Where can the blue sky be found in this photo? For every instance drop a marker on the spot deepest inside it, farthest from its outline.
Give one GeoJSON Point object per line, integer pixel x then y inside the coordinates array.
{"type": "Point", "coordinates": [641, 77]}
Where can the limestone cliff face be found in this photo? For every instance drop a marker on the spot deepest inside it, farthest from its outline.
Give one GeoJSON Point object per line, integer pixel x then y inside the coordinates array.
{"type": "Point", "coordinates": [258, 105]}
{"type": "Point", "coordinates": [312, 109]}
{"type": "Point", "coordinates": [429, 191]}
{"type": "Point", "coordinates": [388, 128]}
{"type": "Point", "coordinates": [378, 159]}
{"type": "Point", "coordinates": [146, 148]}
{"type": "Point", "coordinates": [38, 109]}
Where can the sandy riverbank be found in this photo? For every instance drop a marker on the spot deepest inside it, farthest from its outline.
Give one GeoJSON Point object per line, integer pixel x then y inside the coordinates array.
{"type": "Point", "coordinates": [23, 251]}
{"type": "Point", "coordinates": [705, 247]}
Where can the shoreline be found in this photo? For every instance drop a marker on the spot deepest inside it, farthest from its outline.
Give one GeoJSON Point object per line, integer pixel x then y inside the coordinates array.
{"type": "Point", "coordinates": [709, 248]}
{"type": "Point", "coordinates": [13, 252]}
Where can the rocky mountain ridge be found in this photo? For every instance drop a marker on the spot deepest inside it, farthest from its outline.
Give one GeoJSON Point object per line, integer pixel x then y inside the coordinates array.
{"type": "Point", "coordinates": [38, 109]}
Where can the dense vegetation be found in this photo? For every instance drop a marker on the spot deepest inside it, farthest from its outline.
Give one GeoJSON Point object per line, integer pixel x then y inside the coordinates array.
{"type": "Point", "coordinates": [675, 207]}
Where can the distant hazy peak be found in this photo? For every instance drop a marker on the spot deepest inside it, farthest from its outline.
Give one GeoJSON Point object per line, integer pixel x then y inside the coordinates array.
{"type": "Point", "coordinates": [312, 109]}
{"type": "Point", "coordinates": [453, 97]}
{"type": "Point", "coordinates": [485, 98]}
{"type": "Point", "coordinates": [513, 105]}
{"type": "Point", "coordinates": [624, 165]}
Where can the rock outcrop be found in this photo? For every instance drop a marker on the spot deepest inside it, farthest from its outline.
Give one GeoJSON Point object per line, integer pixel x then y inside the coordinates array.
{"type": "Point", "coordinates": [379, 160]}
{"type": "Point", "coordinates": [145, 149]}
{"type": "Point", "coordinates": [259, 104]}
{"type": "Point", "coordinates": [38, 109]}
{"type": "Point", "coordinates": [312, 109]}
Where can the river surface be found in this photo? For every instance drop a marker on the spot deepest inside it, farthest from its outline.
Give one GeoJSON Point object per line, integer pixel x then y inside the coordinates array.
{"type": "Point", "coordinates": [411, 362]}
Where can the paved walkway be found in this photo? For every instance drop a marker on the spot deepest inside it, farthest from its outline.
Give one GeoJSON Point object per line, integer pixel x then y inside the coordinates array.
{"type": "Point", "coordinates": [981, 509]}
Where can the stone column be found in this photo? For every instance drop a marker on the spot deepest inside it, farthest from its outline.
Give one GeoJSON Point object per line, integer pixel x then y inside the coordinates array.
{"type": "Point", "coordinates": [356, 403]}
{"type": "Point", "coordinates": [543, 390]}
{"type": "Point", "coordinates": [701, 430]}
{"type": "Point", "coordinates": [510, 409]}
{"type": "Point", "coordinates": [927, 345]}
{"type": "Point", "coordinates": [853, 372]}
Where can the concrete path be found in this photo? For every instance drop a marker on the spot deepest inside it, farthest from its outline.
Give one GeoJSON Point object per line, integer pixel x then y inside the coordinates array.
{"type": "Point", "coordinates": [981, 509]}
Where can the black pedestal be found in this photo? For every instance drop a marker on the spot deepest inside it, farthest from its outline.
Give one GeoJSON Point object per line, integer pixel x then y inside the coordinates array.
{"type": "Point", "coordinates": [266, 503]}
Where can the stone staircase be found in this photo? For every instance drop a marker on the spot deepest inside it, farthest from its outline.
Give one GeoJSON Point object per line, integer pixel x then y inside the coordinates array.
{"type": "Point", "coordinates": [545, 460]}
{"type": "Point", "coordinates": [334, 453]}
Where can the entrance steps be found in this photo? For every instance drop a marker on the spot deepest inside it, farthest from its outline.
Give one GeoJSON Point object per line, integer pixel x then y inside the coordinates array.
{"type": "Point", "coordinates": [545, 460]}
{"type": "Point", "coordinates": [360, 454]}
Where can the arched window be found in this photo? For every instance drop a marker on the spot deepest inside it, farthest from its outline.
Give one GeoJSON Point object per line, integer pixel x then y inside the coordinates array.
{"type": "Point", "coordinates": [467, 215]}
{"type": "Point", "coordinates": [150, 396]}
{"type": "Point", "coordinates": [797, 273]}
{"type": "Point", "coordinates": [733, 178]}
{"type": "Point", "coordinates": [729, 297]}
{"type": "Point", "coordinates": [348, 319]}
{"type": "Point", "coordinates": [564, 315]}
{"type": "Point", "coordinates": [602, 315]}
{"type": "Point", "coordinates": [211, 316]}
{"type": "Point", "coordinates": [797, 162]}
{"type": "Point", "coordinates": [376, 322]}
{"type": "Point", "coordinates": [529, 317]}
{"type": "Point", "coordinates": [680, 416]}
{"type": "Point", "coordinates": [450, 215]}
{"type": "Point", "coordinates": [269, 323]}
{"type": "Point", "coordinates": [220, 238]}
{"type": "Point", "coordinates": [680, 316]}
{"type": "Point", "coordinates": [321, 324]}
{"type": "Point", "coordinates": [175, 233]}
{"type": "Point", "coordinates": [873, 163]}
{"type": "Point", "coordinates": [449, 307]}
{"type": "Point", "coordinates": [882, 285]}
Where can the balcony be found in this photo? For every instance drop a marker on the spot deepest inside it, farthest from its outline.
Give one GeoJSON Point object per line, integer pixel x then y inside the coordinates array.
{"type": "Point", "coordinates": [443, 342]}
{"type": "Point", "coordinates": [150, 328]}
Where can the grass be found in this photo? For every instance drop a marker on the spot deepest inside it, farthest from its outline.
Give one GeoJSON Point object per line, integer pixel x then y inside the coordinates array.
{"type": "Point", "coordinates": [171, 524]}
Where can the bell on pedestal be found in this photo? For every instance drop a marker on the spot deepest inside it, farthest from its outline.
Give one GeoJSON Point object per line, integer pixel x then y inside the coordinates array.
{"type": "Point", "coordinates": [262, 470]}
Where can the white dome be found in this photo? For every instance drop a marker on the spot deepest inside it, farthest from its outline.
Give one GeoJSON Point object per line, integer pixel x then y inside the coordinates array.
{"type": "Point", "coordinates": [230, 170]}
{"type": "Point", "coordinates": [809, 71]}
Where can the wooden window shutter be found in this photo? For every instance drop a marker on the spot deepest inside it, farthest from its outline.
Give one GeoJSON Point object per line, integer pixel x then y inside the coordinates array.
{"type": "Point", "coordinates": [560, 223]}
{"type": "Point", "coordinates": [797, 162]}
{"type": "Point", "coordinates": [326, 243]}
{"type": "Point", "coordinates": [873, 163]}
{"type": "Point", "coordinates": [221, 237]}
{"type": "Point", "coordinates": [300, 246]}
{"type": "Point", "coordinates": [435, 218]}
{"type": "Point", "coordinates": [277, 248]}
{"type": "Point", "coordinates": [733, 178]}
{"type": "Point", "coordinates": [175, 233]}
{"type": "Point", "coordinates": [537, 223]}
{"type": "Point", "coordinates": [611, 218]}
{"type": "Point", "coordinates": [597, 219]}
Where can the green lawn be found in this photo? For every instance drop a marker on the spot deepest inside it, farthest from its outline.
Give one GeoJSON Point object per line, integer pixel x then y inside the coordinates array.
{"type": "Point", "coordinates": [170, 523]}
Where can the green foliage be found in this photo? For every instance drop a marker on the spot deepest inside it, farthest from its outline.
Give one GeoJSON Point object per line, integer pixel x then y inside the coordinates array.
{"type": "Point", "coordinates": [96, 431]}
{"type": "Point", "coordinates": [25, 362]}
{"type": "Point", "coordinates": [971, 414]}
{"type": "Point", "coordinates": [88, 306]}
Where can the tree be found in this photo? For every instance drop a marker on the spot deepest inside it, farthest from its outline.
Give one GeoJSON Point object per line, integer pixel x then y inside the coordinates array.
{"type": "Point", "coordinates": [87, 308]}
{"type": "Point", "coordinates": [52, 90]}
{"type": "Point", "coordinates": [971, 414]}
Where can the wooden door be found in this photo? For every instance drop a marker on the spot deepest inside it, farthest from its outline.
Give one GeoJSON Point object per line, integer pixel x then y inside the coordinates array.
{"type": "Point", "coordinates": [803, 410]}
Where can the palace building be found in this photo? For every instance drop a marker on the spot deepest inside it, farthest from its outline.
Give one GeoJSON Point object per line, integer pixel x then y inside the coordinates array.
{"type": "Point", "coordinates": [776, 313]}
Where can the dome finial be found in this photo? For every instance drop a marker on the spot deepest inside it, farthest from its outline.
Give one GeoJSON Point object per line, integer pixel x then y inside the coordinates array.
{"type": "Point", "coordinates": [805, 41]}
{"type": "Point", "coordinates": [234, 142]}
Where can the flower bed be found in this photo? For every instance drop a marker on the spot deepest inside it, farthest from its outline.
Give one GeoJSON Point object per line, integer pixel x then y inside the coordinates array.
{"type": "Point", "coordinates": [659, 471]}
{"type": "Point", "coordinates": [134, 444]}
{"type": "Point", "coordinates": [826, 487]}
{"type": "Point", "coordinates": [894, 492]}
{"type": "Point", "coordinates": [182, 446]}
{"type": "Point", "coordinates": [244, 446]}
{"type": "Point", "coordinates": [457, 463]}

—————

Goal of the exercise =
In the records above, find the line containing "Where can the limestone" and restate word for word every line from the first through that one.

Written answer =
Where can the blue sky be found in this photo? For every instance drop a marker on the spot deepest inside it, farthest from its outline.
Give one GeoJSON Point object per line, integer pixel x then y inside the coordinates array.
{"type": "Point", "coordinates": [641, 77]}
Where can the limestone cliff face be found in this photo? For every instance drop a marker on the spot deepest inside it, farthest from its outline.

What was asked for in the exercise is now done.